# Quoted passage:
=-=-=

In Robinson’s Admr. v. Robinson, 188 Ky. 49, 220 S.W. 1074, the court, holding that the administrator of a wife’s estate could sue the husband in an action for wrongful death for the benefit of the children who survived their mother, observed that even the public policy assigned in some cases as the reason for denying the right of one spouse to sue the other for personal tort during the existence of the marital relation under the Married Women’s Act enacted in most of the States could not be invoked, because the marital relation no longer existed.

Among additional authorities sustaining the right to sue the husband or his estate for causing the death of his wife are Fitzpatrick v. Owens, 124 Ark. 167, 187 S.W. 460, and Russell v. Cox, 65 Ida. 534, 148 Pac. 2d 221. Supporting the conclusion reached upon analogous but not parallel facts are Cowgill v. Boock, 189 Ore. 282, 218 Pac. 2d 445, Ruiz v. Clancy, 182 La. 935, 162 So. 734, and Albrecht v. Potthoff, 192 Minn. 557, 257 N.W. 377.

=-=-=

# Provided data:
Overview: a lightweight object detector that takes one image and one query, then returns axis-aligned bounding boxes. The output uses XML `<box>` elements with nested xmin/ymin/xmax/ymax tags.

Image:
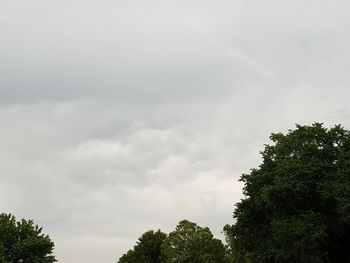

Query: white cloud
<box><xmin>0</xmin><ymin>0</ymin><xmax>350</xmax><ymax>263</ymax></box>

=-=-=

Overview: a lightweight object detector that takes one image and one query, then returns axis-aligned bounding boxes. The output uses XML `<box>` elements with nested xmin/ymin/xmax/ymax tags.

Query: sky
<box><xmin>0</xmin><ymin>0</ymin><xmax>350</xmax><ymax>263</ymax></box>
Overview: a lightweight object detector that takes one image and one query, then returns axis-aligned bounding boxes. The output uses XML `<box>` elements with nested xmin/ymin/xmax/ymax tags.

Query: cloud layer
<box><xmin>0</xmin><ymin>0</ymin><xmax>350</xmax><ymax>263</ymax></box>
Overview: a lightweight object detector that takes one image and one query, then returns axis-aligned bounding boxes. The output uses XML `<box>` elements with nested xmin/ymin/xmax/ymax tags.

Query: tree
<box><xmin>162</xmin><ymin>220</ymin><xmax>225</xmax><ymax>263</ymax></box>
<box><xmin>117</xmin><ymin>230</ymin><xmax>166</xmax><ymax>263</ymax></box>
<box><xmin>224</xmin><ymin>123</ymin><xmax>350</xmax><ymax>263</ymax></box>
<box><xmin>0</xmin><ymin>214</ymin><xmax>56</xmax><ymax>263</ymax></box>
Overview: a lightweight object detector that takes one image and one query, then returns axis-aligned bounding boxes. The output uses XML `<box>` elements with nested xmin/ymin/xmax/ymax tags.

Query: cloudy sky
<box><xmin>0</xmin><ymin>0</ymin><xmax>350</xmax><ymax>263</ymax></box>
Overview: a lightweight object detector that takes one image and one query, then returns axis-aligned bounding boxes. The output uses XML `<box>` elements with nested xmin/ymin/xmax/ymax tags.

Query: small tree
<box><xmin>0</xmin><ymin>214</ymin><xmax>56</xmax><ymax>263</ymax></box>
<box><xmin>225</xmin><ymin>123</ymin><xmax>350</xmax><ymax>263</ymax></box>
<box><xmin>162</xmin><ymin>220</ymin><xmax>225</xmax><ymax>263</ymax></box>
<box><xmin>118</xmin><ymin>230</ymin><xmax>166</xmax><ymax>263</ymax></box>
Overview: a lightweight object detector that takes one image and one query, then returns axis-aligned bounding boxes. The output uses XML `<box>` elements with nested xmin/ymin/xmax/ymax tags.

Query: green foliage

=-=-=

# Stated task A:
Extract everything from "In Robinson’s Admr." down to "no longer existed." in the passage on wrongful-death suits between spouses.
# Stated task B:
Write the next paragraph of the passage on wrongful-death suits between spouses.

# Final result A:
In Robinson’s Admr. v. Robinson, 188 Ky. 49, 220 S.W. 1074, the court, holding that the administrator of a wife’s estate could sue the husband in an action for wrongful death for the benefit of the children who survived their mother, observed that even the public policy assigned in some cases as the reason for denying the right of one spouse to sue the other for personal tort during the existence of the marital relation under the Married Women’s Act enacted in most of the States could not be invoked, because the marital relation no longer existed.

# Final result B:
We are aware of authorities to the contrary. These decisions are opposed to the views expressed in Kaczorowski v. Kalkosinski, 321 Pa. 438, and the Schubert case, 249 N. Y. 253. In some jurisdictions, where wrongful death *138statutes have been construed as making the ability of the injured person to recover damages, if death had not ensued, a condition of maintaining an action for his death, the courts have denied a right of recovery against a husband or his estate for acts of his resulting in the death of his wife. (See, 104 A.L.R. 1271, and authorities cited.) In Hovey v. Dolmage, 203 Ia. 231, 212 N.W. 553, a husband and wife both died the same day as a result of gunshot wounds intentionally inflicted by the husband. There, as here, the administrator of the wife’s estate brought an action against the executors of the husband’s will for damages accruing to next of kin as the result of the assault upon her by her husband. Recovery was denied upon the theory that since, at common law, the wife could not have maintained an action against her husband for personal injuries negligently or wilfully inflicted upon her by him, the wife’s estate could not recover damages from the estate of the husband for the latter’s act in assaulting and killing his wife. To like effect are Wilson v. Brown, 154 S.W. (Tex. Civ. App.) 322, Wilson v. Barton, 153 Tenn. 250, 283 S.W. 71, and Keister’s Admr. v. Keister’s Exrs. 123 Va. 157, 96 S.E. 315.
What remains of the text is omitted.